[Task objective]: Copy out every item below without changing a single character.

[Data shown]:
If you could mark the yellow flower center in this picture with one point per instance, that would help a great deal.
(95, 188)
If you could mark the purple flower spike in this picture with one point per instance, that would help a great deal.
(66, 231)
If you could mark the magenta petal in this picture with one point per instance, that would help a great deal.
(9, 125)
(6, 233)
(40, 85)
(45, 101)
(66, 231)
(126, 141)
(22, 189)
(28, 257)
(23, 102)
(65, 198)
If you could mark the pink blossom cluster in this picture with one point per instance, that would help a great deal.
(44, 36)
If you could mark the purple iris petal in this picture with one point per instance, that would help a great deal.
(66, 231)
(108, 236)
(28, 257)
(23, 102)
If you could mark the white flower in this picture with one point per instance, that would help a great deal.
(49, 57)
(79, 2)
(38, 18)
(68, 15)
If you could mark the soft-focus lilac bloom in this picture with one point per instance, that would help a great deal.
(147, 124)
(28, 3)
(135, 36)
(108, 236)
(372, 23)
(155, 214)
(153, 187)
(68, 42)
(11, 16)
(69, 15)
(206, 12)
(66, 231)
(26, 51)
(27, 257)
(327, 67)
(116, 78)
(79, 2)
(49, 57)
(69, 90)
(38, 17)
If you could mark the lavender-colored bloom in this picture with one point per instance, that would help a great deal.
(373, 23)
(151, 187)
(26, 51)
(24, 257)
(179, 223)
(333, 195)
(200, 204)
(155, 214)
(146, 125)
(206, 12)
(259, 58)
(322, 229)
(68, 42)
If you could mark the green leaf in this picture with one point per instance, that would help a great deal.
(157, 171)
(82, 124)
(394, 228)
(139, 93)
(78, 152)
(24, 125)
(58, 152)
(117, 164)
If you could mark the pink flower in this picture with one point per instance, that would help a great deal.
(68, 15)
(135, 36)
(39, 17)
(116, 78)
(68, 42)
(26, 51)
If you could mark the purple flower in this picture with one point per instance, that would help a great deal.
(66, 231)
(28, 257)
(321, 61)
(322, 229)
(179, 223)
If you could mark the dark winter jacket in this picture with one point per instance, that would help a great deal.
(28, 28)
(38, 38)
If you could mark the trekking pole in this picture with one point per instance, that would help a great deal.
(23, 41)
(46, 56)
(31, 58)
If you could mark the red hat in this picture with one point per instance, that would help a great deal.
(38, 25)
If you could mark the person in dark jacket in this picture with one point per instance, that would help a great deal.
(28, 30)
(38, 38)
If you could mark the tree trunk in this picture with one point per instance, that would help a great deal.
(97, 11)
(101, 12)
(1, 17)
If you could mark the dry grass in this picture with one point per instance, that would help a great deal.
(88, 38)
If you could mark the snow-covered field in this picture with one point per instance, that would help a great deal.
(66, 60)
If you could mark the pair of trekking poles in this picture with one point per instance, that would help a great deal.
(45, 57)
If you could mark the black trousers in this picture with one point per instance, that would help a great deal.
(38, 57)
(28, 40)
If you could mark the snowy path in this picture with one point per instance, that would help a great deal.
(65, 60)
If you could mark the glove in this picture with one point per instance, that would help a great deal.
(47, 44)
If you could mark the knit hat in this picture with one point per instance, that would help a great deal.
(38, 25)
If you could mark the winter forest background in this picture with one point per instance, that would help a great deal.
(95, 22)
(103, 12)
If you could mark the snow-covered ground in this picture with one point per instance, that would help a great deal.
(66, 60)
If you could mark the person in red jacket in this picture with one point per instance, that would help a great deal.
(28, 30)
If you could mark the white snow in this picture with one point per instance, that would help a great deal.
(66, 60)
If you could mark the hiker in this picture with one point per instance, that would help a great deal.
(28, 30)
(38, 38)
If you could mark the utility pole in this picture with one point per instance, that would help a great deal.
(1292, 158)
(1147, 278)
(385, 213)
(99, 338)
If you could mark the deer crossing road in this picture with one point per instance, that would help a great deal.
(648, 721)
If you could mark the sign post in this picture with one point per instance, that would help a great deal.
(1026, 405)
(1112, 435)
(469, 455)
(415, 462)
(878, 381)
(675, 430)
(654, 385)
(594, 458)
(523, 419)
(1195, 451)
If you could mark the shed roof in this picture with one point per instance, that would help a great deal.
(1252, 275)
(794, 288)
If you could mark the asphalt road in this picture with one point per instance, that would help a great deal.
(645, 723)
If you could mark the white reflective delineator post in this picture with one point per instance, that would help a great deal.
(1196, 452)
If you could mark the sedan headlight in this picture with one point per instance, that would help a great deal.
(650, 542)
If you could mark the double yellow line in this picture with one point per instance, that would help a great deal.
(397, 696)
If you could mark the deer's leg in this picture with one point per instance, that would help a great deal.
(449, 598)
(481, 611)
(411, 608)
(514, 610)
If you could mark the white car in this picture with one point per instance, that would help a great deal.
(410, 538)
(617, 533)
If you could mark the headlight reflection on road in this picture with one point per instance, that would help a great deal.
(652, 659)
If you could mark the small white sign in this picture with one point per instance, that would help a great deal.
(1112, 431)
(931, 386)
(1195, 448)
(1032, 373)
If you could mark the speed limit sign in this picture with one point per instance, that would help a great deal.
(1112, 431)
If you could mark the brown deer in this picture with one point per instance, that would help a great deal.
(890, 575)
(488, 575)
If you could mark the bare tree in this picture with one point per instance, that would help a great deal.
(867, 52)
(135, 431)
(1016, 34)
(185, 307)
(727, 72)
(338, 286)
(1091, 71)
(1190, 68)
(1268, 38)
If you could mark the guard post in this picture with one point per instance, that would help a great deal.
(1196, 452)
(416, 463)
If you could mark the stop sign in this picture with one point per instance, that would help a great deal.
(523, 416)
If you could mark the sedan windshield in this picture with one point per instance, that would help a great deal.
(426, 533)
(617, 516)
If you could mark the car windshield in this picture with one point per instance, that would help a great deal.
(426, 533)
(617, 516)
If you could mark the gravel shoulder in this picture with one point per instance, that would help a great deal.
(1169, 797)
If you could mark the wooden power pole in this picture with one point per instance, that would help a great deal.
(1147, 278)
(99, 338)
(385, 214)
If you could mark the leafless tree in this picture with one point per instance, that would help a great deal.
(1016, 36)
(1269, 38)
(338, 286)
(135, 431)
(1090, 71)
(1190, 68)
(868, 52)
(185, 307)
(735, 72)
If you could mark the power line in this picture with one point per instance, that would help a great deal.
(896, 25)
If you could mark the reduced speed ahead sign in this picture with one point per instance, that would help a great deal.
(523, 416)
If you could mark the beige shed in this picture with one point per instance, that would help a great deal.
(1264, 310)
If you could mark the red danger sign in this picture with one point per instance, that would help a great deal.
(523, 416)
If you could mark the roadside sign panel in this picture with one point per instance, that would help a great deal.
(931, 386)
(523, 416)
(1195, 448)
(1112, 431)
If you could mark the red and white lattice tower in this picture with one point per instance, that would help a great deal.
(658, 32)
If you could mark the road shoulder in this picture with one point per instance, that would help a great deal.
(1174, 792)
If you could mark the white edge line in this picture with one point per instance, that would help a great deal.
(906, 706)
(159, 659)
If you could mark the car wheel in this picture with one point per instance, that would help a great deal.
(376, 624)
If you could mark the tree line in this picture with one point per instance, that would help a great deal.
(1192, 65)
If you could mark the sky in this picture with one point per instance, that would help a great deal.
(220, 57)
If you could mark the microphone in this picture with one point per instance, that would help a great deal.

[Response for this exercise]:
If you could mark the yellow flower center in this picture with one point per instance, that would help a great deal.
(95, 188)
If you could mark the purple flower spike in this picture with one point per instance, that would help a great deal.
(66, 231)
If you could mark the magenta petal in this picture with one point per instance, that would help a great deal.
(9, 125)
(6, 233)
(40, 85)
(45, 101)
(66, 231)
(126, 141)
(22, 189)
(28, 257)
(23, 102)
(65, 198)
If you could mark the pink blossom cluster in this picture with one point per instance, that would help a great deal.
(44, 36)
If you could mark the purple iris petal in this picture with one point per instance, that would help a great deal.
(66, 231)
(108, 236)
(28, 257)
(23, 102)
If you could mark the white flower in this picture with one point per instance, that would help a great deal.
(49, 57)
(79, 2)
(38, 18)
(68, 15)
If you could mark the soft-focus lilac bloom in this picture with one point per instance, that would help a great deal.
(147, 124)
(28, 3)
(135, 36)
(108, 236)
(372, 23)
(155, 214)
(153, 187)
(68, 42)
(11, 16)
(69, 15)
(206, 12)
(66, 231)
(26, 51)
(27, 257)
(327, 67)
(116, 78)
(79, 2)
(49, 57)
(69, 90)
(38, 17)
If you could mark the lavender-colored bloom in this picture with one point per instance, that would help a great deal.
(373, 23)
(151, 187)
(26, 51)
(24, 257)
(179, 223)
(333, 195)
(200, 204)
(155, 214)
(146, 125)
(206, 12)
(259, 58)
(322, 229)
(68, 42)
If you could mark the green leaf in this picture with one point per instance, that would help a great deal.
(157, 171)
(82, 124)
(394, 228)
(139, 93)
(78, 152)
(24, 125)
(58, 152)
(117, 164)
If you could mark the pink flower in this picture with one point per instance, that would help a great deal.
(68, 15)
(135, 36)
(39, 17)
(116, 78)
(68, 42)
(26, 51)
If you could mark the purple flower in this picture with one point per instance, that would help a great deal.
(66, 231)
(28, 257)
(321, 61)
(322, 229)
(179, 223)
If you could mark the dark winter jacket in this picture with one point per instance, that would help a great deal.
(28, 28)
(38, 38)
If you could mark the trekking pole in this picture with one point per instance, that would help a great deal.
(23, 41)
(46, 56)
(31, 58)
If you could mark the red hat in this picture with one point per instance, that would help a great deal.
(38, 25)
If you could mark the person in dark jacket in this picture with one point per instance, that would help a great deal.
(28, 30)
(38, 38)
If you could mark the tree trunk in this picture with one point per instance, that would help a great deal.
(97, 11)
(101, 12)
(1, 17)
If you could mark the dry grass in this picture with one point per instance, that would help a great deal.
(88, 38)
If you could mark the snow-covered field in this picture with one point per instance, that would help a great deal.
(66, 60)
If you could mark the pair of trekking poles in this picture with one point per instance, that would help a great deal.
(45, 57)
If you could mark the black trousers in this picture with one point per instance, that would help a great deal.
(38, 57)
(28, 40)
If you could mark the snowy path in this picture with one point per instance, that would help a great deal.
(65, 60)
If you could mark the glove in this picture with one point per instance, that would help a great deal.
(47, 44)
If you could mark the knit hat in this picture with one point per instance, that would help a great deal.
(38, 25)
If you could mark the winter forest background in this picture with one point per instance, that would help a great deal.
(95, 22)
(103, 12)
If you could mark the snow-covered ground in this picture with one point per instance, that would help a great deal.
(66, 60)
If you could mark the person in red jacket in this picture with one point per instance, that would help a great deal.
(28, 30)
If you could mark the white snow in this picture with one point per instance, that would help a great deal.
(66, 60)
If you could mark the hiker in this picture with one point per instance, that would help a great deal.
(28, 30)
(38, 38)
If you could mark the utility pole in this picture with one point per instance, that would help a great deal.
(1292, 158)
(1147, 278)
(385, 213)
(99, 338)
If you could mark the deer crossing road in this picture with one point per instance, that would help a great deal.
(648, 721)
If you could mark the sign post in this picture with one point per instance, that would help a great deal.
(1026, 405)
(1112, 435)
(469, 455)
(415, 462)
(878, 381)
(675, 430)
(654, 385)
(594, 458)
(523, 419)
(1195, 451)
If you could mark the shed roof in this picture with one point per instance, that would help a great deal.
(1252, 275)
(794, 288)
If you could mark the asphalt road in this picture with one point per instance, that would help a great deal.
(645, 723)
If you could mark the white reflective delineator post in this picture with one point per instance, that would help a great deal.
(1196, 452)
If you could mark the sedan headlight in this picture with one point per instance, that would help a great deal.
(650, 542)
If you could mark the double yellow line in this picture with one point per instance, that would help a great deal.
(397, 696)
If you could mark the deer's leg in this picture with one point per instance, that would help a great deal.
(449, 598)
(481, 611)
(411, 608)
(514, 610)
If you could mark the white car in this picture with one point per instance, that would help a great deal.
(410, 538)
(617, 533)
If you could mark the headlight reflection on road in this picture with one point per instance, that would help a great deal.
(652, 659)
If you could mark the small white sign in this picture with one point per instance, that would help a great deal.
(1112, 431)
(931, 386)
(1195, 448)
(1032, 373)
If you could mark the speed limit sign in this picture with one point per instance, that would help a great deal.
(1112, 431)
If you could mark the brown deer in this picture with one point per instance, that would help a great deal.
(890, 575)
(488, 575)
If you could mark the bare tree in this picture with one point per instance, that would help a great deal.
(867, 52)
(135, 431)
(1016, 34)
(185, 307)
(727, 72)
(338, 286)
(1091, 71)
(1190, 68)
(1268, 38)
If you could mark the guard post in this picture with one point per instance, that would help a great deal.
(1196, 452)
(416, 463)
If you could mark the stop sign in this picture with one point per instance, that would help a great deal.
(523, 416)
If you could mark the sedan windshield in this picture with one point per instance, that would help a great deal.
(426, 533)
(617, 516)
If you could mark the car windshield in this picture with one point per instance, that would help a great deal.
(426, 533)
(617, 516)
If you could mark the gravel shoulder in this picture with one point per instance, that would help a great deal.
(1169, 797)
If you could mark the wooden power pole in this picture with one point per instance, that would help a great deal.
(1147, 278)
(99, 338)
(385, 214)
If you could mark the leafless tree in this picture with one point per instance, that would help a great deal.
(1016, 36)
(1269, 38)
(338, 286)
(135, 431)
(1090, 71)
(1190, 68)
(868, 52)
(185, 307)
(735, 72)
If you could mark the power line in this picture with one point per instance, that would help a great deal.
(896, 25)
If you could mark the reduced speed ahead sign in this picture with one point per instance, that would help a great deal.
(523, 416)
If you could mark the beige shed in this picture with one point per instance, that would help a great deal.
(1264, 310)
If you could mark the red danger sign in this picture with one point per instance, that would help a great deal.
(523, 416)
If you could mark the roadside sign panel in this picture with one point per instance, that would help a great deal.
(931, 386)
(523, 416)
(1195, 448)
(1112, 431)
If you could mark the red and white lattice tower in this picture with one point per instance, that would help a great deal.
(658, 32)
If you could mark the road shoulder in this picture with one point per instance, that would help a great deal.
(1174, 792)
If you could mark the white edge line in this picture with one point per instance, that would help a great deal.
(906, 706)
(159, 659)
If you could mark the car wheel in this picture with one point per instance, that would help a great deal.
(376, 624)
If you could mark the tree line in this picture with one point per instance, that would help a great deal.
(1192, 65)
If you could mark the sky in this picture with one point per instance, that would help a great deal.
(220, 57)
If you could mark the microphone in this picture with one point per instance, that would help a great deal.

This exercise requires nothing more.